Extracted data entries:
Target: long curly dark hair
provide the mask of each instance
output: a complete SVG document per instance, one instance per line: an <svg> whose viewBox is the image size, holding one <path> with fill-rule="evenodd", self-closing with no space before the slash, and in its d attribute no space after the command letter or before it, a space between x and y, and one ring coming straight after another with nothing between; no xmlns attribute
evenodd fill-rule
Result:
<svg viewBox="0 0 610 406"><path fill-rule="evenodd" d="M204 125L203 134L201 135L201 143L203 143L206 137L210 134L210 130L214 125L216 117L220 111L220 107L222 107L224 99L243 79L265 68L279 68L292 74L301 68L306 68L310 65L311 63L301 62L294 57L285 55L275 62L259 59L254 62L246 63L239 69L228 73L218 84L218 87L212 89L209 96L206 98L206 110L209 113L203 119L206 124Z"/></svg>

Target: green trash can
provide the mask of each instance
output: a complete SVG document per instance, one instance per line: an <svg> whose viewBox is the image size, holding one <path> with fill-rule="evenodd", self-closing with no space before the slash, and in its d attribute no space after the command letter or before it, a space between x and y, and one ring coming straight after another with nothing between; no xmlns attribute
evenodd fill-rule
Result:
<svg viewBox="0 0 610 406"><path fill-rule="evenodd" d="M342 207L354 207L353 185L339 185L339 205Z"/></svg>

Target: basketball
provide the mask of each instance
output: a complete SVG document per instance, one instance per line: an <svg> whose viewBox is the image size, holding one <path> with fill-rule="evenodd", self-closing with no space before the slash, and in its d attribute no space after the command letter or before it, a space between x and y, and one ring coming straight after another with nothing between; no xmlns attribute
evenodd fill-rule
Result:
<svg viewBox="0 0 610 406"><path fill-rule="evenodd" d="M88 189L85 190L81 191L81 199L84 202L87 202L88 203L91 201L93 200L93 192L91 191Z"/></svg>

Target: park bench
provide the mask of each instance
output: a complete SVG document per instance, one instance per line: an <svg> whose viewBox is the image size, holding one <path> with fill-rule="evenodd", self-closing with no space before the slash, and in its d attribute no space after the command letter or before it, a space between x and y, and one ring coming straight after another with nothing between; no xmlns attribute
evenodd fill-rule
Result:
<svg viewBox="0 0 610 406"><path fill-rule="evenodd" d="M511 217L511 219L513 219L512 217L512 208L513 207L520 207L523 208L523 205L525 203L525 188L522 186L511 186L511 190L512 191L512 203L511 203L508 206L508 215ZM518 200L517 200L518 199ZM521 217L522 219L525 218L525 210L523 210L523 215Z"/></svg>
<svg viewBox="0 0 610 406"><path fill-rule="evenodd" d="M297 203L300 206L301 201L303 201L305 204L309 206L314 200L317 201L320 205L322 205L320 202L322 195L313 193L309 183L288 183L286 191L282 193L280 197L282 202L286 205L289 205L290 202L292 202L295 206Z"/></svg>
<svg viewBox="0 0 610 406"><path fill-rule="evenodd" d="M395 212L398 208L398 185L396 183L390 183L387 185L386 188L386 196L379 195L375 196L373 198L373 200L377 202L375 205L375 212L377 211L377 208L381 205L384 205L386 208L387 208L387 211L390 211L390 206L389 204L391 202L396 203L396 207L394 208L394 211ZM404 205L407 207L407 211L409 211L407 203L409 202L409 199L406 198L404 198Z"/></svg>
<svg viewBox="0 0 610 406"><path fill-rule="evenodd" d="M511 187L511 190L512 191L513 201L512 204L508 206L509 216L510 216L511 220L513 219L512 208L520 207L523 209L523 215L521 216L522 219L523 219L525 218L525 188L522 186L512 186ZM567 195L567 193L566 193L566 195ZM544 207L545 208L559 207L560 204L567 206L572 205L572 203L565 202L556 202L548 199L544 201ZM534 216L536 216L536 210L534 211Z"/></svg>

--

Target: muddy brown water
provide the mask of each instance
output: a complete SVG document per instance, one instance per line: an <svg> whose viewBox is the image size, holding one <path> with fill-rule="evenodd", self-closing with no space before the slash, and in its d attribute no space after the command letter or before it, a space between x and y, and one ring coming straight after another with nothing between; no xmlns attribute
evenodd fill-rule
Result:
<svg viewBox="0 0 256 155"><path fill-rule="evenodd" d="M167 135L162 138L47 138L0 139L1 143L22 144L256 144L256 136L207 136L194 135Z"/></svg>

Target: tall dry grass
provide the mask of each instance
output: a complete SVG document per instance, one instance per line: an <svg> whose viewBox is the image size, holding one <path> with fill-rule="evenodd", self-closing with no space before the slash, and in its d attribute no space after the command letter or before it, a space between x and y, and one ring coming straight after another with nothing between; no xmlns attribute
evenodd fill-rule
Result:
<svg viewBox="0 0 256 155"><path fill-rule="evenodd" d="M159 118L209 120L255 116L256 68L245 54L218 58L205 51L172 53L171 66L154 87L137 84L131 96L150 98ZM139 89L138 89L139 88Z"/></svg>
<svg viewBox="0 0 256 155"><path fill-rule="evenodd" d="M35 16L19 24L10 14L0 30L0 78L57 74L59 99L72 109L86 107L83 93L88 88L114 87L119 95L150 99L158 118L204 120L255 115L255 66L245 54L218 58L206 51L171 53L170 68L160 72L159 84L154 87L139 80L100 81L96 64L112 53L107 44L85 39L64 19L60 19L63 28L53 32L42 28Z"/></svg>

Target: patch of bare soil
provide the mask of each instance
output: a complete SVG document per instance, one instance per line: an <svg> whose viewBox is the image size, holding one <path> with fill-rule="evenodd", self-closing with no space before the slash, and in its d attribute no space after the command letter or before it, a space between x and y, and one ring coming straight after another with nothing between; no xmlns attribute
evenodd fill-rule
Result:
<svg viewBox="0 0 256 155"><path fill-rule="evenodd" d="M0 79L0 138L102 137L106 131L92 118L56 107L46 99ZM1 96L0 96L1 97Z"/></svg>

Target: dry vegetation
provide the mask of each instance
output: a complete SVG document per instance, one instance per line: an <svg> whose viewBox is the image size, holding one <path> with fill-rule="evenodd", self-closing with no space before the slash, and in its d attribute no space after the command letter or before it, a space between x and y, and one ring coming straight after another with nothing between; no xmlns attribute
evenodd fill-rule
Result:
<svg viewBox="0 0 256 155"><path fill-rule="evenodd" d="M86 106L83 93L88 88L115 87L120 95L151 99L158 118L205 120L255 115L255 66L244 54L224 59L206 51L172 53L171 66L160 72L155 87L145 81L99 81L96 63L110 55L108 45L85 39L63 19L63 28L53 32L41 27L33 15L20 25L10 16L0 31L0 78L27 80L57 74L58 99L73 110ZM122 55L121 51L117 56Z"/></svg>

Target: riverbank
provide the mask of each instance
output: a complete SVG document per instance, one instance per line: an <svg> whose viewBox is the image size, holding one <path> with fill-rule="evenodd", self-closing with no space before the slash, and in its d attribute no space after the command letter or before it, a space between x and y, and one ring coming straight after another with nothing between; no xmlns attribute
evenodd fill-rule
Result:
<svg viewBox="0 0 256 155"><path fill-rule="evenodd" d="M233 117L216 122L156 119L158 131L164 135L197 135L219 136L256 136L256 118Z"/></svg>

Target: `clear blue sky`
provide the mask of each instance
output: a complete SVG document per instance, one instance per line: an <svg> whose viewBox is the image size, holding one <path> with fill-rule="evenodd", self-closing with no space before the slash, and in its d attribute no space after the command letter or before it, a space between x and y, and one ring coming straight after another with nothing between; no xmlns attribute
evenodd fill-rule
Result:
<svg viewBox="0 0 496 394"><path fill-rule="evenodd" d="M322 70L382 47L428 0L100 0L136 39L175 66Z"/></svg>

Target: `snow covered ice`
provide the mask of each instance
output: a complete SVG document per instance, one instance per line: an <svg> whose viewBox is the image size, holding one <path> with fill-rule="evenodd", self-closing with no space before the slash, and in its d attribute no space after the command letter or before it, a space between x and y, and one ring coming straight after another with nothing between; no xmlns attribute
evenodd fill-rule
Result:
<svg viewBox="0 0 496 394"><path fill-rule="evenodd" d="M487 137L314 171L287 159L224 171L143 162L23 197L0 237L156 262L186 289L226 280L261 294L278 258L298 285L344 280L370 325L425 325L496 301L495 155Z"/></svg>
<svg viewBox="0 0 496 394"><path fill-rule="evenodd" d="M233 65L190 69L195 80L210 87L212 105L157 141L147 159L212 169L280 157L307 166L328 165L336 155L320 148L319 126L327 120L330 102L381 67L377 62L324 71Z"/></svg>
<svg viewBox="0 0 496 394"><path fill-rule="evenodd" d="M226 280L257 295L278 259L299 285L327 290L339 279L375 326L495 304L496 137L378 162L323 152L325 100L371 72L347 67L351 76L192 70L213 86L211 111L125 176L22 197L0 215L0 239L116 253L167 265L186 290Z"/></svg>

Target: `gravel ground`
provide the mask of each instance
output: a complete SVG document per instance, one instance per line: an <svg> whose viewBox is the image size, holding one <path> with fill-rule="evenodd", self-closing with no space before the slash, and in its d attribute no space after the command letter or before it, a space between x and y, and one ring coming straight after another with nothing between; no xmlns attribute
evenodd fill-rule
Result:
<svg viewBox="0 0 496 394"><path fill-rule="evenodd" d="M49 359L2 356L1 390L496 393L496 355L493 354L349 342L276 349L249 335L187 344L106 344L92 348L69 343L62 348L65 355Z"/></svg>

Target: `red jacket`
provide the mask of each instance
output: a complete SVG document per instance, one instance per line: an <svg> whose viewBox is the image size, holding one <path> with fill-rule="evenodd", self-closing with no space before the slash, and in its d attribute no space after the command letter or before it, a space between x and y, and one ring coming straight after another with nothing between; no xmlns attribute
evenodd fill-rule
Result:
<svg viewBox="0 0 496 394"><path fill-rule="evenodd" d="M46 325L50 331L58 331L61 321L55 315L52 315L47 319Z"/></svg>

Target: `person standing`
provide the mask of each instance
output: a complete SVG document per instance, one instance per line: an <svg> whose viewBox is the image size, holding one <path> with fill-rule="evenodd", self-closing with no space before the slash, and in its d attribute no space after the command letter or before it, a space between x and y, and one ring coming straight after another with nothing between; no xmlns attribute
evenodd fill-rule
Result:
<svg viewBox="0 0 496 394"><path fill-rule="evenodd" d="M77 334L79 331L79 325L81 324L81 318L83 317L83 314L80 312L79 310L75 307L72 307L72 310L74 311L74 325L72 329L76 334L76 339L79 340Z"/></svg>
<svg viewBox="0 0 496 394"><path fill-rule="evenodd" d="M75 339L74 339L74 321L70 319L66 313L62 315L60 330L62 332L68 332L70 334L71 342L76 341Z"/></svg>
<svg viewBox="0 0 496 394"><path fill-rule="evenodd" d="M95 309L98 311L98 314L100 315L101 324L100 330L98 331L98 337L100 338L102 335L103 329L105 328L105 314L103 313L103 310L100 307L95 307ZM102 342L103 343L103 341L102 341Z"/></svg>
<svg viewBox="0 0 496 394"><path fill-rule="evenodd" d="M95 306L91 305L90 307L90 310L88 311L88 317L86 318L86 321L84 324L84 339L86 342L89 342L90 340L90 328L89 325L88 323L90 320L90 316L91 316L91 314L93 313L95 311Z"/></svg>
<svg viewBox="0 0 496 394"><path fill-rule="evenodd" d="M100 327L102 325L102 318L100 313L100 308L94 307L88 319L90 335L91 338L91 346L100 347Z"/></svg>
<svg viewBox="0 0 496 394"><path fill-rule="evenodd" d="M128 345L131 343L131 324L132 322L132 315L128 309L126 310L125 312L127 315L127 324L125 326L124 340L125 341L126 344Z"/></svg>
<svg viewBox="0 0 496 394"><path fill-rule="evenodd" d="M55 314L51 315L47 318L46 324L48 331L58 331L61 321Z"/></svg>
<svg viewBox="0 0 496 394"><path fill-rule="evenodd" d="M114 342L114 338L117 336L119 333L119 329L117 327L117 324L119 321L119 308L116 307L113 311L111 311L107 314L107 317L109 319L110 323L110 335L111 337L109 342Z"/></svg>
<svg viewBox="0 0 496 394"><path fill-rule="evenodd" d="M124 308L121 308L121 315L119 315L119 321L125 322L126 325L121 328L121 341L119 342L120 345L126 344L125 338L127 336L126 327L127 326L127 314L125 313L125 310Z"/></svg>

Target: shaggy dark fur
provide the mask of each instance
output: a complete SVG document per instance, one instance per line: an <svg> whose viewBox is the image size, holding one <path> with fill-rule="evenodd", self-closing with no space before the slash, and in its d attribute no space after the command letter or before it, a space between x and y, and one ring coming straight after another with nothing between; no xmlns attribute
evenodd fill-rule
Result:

---

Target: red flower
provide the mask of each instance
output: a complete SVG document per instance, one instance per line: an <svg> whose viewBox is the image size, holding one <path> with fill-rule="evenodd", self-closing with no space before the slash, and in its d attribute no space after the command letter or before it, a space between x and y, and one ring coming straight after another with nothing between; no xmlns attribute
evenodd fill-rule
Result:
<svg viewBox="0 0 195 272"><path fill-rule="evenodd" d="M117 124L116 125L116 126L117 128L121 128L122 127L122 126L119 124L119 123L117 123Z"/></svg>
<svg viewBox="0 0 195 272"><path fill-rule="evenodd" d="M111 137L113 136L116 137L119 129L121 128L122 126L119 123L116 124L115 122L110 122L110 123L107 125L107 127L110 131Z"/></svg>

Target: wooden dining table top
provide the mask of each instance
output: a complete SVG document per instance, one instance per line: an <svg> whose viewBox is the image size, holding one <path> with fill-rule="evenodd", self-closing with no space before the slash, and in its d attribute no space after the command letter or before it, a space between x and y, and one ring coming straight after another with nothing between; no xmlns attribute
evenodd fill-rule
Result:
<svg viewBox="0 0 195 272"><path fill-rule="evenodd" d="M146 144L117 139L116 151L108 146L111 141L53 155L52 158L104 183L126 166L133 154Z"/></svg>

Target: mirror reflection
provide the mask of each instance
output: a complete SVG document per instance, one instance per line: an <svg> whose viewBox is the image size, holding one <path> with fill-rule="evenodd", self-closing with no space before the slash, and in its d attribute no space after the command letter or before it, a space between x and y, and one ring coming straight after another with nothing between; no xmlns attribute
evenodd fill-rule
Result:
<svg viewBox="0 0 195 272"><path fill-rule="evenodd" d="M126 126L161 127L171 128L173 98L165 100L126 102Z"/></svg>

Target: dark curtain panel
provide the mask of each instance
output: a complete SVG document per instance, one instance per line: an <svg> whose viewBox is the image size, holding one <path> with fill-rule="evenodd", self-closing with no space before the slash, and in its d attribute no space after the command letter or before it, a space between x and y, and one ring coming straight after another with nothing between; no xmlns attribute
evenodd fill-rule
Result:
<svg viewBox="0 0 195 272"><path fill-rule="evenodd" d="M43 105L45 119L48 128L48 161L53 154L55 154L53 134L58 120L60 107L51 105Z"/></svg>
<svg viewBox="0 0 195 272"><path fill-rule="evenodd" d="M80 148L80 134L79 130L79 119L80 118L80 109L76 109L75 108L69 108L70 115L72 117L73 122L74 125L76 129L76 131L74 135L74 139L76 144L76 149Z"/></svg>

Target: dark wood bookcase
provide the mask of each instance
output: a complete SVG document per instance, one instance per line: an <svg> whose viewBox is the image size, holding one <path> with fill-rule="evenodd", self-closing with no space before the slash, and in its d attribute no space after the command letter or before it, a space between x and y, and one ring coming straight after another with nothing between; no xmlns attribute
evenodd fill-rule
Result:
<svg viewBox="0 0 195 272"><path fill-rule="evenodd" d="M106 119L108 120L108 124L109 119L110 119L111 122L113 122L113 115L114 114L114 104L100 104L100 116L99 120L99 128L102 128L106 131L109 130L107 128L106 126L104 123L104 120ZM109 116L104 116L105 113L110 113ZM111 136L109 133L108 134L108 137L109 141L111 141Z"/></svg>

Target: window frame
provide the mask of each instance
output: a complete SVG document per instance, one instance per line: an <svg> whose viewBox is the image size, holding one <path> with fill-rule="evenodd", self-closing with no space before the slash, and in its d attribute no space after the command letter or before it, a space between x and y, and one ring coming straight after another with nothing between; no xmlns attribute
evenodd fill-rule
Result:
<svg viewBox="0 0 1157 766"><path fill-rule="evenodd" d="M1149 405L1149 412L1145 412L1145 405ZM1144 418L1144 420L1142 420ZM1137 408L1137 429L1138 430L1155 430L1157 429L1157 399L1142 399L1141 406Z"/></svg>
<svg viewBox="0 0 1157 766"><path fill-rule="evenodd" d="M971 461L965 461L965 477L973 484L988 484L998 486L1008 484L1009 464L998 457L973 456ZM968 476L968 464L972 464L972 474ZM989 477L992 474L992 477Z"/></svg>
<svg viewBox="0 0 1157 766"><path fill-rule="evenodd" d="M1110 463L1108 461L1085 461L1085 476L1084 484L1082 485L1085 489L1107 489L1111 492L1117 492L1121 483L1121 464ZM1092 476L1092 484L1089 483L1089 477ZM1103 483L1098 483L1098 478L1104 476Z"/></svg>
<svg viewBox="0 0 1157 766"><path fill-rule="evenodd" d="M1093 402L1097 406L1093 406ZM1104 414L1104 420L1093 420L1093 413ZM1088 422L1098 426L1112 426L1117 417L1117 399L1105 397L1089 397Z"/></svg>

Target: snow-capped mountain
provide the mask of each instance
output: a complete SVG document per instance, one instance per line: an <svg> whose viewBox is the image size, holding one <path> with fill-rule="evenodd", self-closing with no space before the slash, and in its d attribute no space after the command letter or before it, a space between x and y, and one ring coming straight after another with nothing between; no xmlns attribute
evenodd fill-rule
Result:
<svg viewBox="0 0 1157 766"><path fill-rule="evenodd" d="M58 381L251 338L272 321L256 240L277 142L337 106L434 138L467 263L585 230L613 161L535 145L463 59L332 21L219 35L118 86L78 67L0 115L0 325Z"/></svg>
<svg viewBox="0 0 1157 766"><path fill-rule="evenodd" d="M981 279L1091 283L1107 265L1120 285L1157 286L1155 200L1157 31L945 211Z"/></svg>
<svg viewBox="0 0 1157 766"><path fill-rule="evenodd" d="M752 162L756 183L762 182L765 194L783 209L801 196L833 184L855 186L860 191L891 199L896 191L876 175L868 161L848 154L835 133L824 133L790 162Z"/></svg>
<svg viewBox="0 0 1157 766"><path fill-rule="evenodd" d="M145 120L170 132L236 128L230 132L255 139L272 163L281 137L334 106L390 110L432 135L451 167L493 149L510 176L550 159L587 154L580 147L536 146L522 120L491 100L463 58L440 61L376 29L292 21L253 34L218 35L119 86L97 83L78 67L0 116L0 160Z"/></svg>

**Written task**
Pull out every line in the records that contains the string "dark" and copy each one in full. Case counts when matching.

**Output for this task**
Target: long curly dark hair
Target: shaggy dark fur
Target: dark curtain panel
Target: dark wood bookcase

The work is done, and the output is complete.